*Exercise directions*
Write out the material word for word, from its first line through the line containing "[0,849,1217,952]", with both ends included.

··· The records ···

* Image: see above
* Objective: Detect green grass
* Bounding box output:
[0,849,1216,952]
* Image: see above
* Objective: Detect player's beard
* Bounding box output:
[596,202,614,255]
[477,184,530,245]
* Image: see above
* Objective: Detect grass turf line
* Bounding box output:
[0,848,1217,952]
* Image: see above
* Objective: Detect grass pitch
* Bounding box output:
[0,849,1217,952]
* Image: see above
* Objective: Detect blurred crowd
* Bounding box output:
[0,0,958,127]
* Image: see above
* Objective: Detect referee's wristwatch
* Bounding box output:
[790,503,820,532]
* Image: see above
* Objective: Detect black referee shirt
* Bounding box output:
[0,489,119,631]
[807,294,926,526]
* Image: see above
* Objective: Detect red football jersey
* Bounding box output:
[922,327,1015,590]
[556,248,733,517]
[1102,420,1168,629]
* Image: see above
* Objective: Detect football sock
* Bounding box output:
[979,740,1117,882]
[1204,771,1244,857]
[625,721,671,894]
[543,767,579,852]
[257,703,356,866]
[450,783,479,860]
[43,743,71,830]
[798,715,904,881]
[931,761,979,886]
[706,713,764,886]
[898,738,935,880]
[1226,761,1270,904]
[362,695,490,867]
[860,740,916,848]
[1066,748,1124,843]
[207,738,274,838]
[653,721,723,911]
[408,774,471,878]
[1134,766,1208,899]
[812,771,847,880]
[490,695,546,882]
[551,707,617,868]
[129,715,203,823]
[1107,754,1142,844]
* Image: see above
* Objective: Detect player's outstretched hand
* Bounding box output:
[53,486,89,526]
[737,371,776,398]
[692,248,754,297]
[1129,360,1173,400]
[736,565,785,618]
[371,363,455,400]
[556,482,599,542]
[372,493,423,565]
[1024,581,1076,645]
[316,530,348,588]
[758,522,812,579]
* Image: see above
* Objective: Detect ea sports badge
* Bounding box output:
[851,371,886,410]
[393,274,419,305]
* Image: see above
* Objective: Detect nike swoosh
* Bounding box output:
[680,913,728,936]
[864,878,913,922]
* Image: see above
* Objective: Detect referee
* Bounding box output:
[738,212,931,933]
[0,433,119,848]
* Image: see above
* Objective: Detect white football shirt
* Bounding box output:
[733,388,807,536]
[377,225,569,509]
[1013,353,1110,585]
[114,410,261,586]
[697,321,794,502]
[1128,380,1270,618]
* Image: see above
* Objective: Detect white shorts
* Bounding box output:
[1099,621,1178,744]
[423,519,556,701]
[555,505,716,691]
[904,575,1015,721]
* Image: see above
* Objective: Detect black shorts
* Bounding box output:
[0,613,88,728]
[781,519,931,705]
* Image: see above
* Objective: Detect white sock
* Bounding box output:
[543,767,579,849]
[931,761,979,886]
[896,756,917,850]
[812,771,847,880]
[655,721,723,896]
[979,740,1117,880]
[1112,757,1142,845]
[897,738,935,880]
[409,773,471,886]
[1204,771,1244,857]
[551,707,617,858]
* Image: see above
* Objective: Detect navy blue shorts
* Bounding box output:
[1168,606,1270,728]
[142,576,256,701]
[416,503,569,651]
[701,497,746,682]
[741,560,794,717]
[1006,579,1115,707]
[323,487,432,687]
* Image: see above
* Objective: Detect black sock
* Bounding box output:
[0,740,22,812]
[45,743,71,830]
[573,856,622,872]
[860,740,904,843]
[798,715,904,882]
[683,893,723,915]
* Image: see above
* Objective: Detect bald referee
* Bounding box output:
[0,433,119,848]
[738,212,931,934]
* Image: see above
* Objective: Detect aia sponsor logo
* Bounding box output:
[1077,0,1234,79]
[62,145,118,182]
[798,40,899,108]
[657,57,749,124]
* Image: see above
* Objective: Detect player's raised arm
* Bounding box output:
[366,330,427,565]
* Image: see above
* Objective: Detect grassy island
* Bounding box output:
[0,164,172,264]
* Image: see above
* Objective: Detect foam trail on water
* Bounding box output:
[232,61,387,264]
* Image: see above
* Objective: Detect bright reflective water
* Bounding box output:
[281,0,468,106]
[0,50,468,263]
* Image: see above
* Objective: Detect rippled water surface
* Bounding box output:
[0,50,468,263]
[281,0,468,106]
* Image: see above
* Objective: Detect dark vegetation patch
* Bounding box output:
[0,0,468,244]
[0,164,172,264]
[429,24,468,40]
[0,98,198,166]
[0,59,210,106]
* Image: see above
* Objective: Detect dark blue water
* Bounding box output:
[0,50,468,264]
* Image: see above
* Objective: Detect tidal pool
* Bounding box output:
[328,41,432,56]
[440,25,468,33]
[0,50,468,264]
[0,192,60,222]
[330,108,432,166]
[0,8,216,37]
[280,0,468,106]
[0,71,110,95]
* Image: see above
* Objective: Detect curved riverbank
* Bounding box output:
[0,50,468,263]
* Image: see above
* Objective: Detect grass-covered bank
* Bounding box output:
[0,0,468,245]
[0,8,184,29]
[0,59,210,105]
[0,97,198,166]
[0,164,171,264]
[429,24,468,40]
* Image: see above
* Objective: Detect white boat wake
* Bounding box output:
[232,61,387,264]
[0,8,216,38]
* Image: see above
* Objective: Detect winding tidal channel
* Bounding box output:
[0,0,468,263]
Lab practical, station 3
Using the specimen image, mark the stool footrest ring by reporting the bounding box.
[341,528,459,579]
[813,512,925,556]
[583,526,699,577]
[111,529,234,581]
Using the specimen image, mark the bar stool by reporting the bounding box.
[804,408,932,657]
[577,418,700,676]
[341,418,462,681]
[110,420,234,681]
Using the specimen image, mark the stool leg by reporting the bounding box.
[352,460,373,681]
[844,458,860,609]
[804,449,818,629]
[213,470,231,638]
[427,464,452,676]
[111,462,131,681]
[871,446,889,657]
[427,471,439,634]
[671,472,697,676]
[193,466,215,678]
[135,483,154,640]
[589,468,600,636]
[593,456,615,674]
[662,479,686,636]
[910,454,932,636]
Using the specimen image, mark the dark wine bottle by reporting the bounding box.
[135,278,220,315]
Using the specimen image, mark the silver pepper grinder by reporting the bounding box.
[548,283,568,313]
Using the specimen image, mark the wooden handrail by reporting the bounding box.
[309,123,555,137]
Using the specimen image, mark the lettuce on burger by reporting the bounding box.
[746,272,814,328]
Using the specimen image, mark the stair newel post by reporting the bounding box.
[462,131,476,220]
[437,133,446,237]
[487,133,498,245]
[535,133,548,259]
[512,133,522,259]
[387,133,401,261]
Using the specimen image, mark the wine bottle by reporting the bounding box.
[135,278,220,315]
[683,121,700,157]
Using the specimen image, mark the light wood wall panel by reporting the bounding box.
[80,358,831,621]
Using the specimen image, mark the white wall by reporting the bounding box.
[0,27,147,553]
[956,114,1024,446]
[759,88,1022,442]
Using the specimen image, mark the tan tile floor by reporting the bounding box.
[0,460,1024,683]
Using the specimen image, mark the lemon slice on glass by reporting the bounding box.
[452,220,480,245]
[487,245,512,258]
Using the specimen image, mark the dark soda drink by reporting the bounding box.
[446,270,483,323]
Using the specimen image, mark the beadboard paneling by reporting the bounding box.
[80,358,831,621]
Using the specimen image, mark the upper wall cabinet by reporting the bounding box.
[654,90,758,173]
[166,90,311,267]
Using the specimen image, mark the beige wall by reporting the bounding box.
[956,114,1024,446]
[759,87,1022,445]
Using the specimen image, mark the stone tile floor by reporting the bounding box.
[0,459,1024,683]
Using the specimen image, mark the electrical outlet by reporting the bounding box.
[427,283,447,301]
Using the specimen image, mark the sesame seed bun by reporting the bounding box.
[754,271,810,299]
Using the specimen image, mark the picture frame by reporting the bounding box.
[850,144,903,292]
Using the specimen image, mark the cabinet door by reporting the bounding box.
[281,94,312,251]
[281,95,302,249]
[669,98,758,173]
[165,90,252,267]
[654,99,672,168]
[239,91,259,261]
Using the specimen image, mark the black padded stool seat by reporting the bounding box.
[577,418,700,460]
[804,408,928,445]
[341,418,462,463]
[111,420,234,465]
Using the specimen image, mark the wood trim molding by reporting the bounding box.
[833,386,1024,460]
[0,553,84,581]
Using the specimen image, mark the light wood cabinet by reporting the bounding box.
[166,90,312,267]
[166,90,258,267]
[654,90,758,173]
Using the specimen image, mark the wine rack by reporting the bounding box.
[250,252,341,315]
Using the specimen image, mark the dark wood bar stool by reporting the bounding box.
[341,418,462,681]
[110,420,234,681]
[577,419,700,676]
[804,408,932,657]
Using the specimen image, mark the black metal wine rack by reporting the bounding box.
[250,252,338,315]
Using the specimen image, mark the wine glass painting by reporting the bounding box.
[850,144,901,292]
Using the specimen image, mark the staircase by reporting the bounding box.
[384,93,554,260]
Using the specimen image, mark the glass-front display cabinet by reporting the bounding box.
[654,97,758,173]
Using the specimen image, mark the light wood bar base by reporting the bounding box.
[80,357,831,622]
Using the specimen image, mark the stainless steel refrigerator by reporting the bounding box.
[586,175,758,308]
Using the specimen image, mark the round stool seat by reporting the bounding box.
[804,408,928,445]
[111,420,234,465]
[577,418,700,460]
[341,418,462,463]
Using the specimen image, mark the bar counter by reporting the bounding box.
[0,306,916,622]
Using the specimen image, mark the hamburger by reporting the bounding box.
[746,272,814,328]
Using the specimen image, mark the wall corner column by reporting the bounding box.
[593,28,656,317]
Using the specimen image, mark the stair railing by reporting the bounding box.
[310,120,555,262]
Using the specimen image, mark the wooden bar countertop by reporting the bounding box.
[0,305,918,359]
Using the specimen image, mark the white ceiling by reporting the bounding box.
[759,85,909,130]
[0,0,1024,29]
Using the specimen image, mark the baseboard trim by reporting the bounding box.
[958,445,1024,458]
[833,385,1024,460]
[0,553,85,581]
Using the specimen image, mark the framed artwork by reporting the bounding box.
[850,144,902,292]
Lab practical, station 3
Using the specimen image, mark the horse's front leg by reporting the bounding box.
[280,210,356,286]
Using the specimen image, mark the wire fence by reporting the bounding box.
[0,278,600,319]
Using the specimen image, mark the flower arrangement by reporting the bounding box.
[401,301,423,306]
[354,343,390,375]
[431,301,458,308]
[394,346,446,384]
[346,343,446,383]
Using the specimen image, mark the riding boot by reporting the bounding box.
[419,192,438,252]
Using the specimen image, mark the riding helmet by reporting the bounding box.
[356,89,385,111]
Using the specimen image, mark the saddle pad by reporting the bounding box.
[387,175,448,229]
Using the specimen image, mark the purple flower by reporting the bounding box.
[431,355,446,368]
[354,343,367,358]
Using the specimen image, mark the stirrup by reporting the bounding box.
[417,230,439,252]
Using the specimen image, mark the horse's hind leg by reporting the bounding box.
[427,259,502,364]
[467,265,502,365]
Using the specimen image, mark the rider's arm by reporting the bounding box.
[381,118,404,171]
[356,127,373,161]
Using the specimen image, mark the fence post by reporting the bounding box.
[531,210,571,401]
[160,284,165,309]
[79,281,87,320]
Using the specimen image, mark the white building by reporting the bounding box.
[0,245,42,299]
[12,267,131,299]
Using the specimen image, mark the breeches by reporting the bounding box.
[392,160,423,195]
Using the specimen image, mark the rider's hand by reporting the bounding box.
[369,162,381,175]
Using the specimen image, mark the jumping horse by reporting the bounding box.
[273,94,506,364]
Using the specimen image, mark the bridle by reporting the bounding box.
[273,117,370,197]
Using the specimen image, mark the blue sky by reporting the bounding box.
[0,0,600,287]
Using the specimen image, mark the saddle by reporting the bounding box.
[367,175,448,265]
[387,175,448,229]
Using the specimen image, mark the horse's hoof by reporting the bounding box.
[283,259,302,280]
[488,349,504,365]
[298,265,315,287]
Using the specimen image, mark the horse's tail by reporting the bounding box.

···

*Solved exercise*
* Image: see above
* Objective: Detect green grass
* Bounding box output:
[0,849,1216,952]
* Image: see above
* Objective: Detect player's beard
* Bounding box output:
[596,202,614,255]
[477,184,530,245]
* Image: see above
* Objective: Detect grass turf line
* Bounding box output:
[0,848,1217,952]
* Image: see above
* Objective: Detect grass pitch
* Bounding box output:
[0,849,1217,952]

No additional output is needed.